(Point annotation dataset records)

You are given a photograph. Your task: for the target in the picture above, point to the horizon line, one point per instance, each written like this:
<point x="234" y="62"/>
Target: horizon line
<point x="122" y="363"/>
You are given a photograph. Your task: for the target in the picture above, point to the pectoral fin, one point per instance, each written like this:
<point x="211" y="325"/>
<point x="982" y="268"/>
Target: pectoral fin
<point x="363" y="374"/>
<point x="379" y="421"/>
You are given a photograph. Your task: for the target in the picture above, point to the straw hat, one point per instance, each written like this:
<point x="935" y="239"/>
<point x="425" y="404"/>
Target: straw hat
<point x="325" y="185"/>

WHAT NEEDS TO BE DONE: Give the records above again, word for word.

FULL RESPONSE:
You are given a photograph. Your task: for the target in the picture above, point to the horizon line, one point per instance, each written like this:
<point x="234" y="62"/>
Target: horizon line
<point x="122" y="363"/>
You are given a photograph. Your task: for the target in the picture above, point to the pectoral fin, one point per instance, each written like this:
<point x="211" y="325"/>
<point x="982" y="268"/>
Target: pectoral fin
<point x="363" y="374"/>
<point x="379" y="421"/>
You are given a photograph. Your task: for the target in the picture above, point to the straw hat, one point per instance, each written like this:
<point x="935" y="239"/>
<point x="425" y="404"/>
Target: straw hat
<point x="325" y="185"/>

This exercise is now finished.